+++ EXCERPT +++

Going into 2017, Minnesota was looking at a large budget surplus for the upcoming biennium. By the time the dust had settled at the end of the 2017 special session, the surplus had been reduced by nearly ninety percent. After including the impact of lower than expected revenue collections and other factors, the surplus projected for FY 2018-19 could become a deficit. In light of these developments, circumspect Minnesotans may be having misgivings about the big tax cuts enacted last May.
The chart below shows the projected fiscal year (FY) 2018-19 general fund balance at three different points in time. Based on the state economic forecast released last February, the budgetary balance was projected to $1.651 billion.‡ As a result of actions taken during the 2017 regular and special legislative sessions, the surplus had shrunk by $1.472 billion to $179 million.
The end-of-session projection illustrated in the second bar does not take into account two major factors likely to impact the state’s general fund balance. First, the projected $179 million end-of-session surplus does not include $129 million in funding for the legislature that was removed from the state budget via the Governor’s line item veto; assuming that Minnesota is going to continue to have a functioning legislature, this funding will have to be restored at some point. Second, based on recent revenue updates from Minnesota Management & Budget (MMB), preliminary FY 2017 revenues were $104 million less than what was projected in February; furthermore, revenue collections during the first two months of FY 2018 were $50 million below projections.
Assuming no improvement or further deterioration relative to February forecast projections and factoring in the eventual need to include funding for the state legislature, the $1.651 billion general fund surplus anticipated early in the year could become a $104 million deficit. The budgetary balance situation will become clearer when updated revenue collection information from MMB is released later this month.
A portion of the reduction in the state’s budgetary balance is the result of spending increases enacted earlier this year. During each year of the current FY 2018-19 biennium, however, real (i.e., inflation-adjusted) per capita state general fund spending is projected to increase at an average rate of just 0.2 percent,* so state spending is doing little more than keeping pace with inflation and population growth. Furthermore, projected real per capita state general fund spending in FY 2018-19 will still be three percent less than it was in FY 2002-03—the biennium during which full funding of K-12 general education was shifted into the state general fund. Adjusted for the state general education takeover and K-12 funding shifts, projected real per capita state general fund spending in FY 2018-19 will be nearly seven percent less than in FY 2002-03.†
A major contributor to the massive deterioration of the state general fund surplus is the large tax cuts enacted during the 2017 special legislative session. While relatively modest to begin with, the most rapidly increasing of these tax breaks and—over time—likely the largest is the freeze of the state business property tax. The biennial loss of revenue from the state business property tax freeze is projected to grow to over $400 million by FY 2026-27. Over the course of next decade, state revenues are projected to decline by approximately $1 billion as a result of the freeze.
Even before the complete freeze, the state business property tax was the only major state tax that was capped at the rate of inflation. In fact, in real per capita dollars, the state business property tax levy declined from one year to the next. Largely as a result of the state business property tax, the share of total Minnesota property taxes paid by businesses has declined significantly since enactment of the tax fifteen years ago, despite the fact that business estimated market value (EMV) has increased as a percent of statewide EMV.

+++ DATA EXTRACT +++

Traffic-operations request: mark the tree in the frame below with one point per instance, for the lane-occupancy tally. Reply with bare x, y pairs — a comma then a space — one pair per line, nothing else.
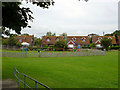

+++

• EXERCISE INSTRUCTIONS:
(a) In the Minnesota budget text, condense the paragraph that begins "The end-of-session projection illustrated" into a bulleted list that keeps its main facts.
(b) According to the Minnesota budget text, how large is the biennial revenue loss from the state business property tax freeze projected to become by FY 2026-27?
The lines have no connection to the Minnesota budget text.

• ANSWERS BELOW:
(a)
- The $179 million end-of-session surplus projection leaves out two major factors likely to affect the general fund balance.
- It excludes $129 million in legislative funding that the Governor's line item veto removed. This funding will have to be restored if the legislature is to keep functioning.
- MMB reports that preliminary FY 2017 revenues were $104 million below the February projection.
- Revenue collections in the first two months of FY 2018 were $50 million below projections.

(b) Over $400 million.